Written instruction: Can you rewrite everything from the row containing "walking in black" down to the end of the rows, with both ends included and the requests kept, rescaling each box coordinate in the answers by 1.95 and rounding to whole numbers with halves rounded up? Leave the numbers in the requests and in their format samples unchanged.

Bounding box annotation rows
================

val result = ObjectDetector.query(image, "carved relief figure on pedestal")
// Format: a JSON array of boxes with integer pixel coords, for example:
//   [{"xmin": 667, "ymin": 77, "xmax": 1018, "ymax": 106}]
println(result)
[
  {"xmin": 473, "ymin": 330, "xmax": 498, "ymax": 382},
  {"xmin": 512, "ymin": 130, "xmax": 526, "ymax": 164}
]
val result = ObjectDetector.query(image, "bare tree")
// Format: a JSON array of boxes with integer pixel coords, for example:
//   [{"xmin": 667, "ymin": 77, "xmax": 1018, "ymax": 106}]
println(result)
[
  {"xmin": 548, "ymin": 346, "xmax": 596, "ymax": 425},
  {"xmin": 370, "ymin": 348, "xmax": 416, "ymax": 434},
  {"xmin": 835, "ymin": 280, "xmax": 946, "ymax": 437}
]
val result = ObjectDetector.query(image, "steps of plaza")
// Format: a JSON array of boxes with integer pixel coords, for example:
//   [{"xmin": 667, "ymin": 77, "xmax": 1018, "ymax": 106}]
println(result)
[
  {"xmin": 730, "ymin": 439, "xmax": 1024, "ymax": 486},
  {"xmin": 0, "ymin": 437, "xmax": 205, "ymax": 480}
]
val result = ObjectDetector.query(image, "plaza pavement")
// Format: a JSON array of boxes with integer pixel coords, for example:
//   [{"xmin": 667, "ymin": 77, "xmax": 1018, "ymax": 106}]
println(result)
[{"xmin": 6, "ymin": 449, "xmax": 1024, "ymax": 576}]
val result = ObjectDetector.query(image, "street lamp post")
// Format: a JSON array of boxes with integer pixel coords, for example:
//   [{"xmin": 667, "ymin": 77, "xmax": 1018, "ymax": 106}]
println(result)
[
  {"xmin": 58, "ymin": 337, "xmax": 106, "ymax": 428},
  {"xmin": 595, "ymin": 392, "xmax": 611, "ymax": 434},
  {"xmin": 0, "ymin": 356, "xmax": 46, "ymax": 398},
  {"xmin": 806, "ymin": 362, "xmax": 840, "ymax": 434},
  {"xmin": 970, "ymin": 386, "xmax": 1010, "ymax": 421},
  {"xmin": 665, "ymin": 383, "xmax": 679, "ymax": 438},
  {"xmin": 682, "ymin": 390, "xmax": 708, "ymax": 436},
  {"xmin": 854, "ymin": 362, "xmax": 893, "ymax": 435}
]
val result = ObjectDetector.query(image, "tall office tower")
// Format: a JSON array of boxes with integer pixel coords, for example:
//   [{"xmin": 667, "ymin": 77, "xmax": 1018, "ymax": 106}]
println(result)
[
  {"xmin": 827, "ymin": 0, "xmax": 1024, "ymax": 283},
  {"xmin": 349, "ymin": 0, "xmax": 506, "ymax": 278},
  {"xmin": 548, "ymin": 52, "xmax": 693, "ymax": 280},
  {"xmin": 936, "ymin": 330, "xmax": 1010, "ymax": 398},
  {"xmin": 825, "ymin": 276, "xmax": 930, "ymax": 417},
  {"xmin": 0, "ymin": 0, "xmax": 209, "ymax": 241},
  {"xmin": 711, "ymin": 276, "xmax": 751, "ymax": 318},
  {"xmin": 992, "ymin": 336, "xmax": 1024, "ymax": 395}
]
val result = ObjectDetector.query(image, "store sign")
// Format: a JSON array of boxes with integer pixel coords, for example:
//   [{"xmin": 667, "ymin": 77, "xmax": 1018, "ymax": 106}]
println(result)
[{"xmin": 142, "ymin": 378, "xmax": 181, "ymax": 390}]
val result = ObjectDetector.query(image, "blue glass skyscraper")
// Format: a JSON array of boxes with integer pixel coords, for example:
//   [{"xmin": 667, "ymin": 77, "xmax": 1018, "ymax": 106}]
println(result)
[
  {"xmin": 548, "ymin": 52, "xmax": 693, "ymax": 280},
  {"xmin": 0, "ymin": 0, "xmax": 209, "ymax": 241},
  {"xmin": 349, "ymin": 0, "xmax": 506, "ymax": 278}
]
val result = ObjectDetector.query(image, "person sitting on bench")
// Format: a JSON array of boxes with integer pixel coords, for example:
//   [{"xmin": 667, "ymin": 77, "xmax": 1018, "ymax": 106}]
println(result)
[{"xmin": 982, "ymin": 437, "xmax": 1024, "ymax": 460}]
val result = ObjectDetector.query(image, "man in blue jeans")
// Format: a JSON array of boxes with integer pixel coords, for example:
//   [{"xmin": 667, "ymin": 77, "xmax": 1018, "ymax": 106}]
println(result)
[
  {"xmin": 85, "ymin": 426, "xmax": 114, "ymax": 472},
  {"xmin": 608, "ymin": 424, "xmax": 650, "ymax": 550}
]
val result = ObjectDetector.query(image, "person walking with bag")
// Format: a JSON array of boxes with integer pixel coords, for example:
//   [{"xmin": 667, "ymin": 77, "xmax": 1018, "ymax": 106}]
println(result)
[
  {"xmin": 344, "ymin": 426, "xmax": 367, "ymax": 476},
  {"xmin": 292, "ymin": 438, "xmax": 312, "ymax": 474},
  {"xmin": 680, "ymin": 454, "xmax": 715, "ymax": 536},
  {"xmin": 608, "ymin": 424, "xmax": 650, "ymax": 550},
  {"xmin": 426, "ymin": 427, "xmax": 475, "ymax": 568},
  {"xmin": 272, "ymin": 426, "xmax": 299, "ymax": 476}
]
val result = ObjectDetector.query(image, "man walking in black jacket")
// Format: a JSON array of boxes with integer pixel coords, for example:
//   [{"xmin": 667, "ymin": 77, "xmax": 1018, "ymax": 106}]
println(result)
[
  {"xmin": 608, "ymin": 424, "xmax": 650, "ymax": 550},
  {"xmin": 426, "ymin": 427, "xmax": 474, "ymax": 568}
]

================

Expected answer:
val result = ObjectDetector.query(image, "man walking in black jacket")
// Format: a JSON array of boxes with integer pixel coords, for example:
//   [{"xmin": 667, "ymin": 77, "xmax": 1018, "ymax": 106}]
println(result)
[
  {"xmin": 1186, "ymin": 827, "xmax": 1268, "ymax": 1073},
  {"xmin": 831, "ymin": 833, "xmax": 924, "ymax": 1108}
]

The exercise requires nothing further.